── Information provided ──
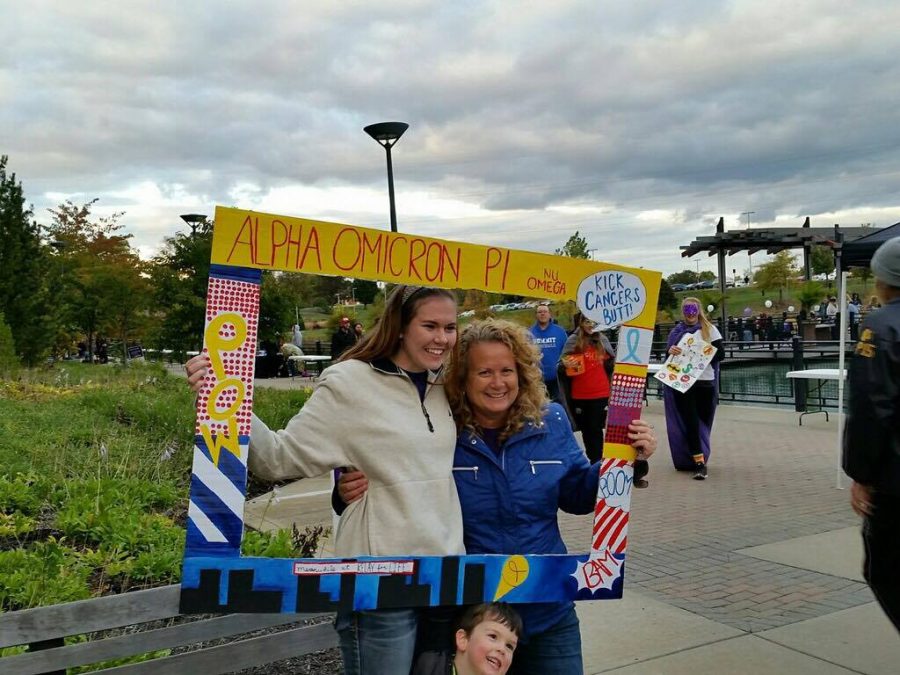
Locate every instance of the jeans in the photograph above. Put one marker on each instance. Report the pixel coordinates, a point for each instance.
(590, 416)
(881, 538)
(556, 650)
(379, 642)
───
Work item: Pictures stay out; reproduce every line of the records exactly.

Response box:
Locate every instance of the jeans in the photograph above. Put one marker on each instance. Report the pixel coordinates, a point for each instance.
(590, 416)
(881, 538)
(556, 650)
(379, 642)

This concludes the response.